Render each line of the items below as a JSON list of strings, one string per line, with blank lines dropped and the pictures omitted.

=== Begin Enclosure ===

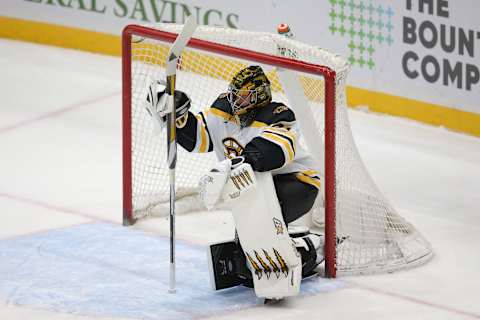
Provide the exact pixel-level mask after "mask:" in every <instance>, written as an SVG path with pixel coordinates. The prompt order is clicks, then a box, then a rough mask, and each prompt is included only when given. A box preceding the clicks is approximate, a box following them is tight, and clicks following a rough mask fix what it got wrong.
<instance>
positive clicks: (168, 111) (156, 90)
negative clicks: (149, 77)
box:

=== End Enclosure ===

### ANSWER SECTION
[
  "Provide the exact pixel-level mask after \"mask:\" in every <instance>, written as an SVG path with pixel coordinates. The prompt order is clicks, then a box, then a rough mask, and each prompt is included only when given. A box preceding the clicks is approximate, a box following them is tight, and clicks following a rough mask fix what it got wrong.",
  "<instance>",
  "positive clicks: (168, 111) (156, 90)",
  "negative clicks: (149, 77)",
  "box:"
]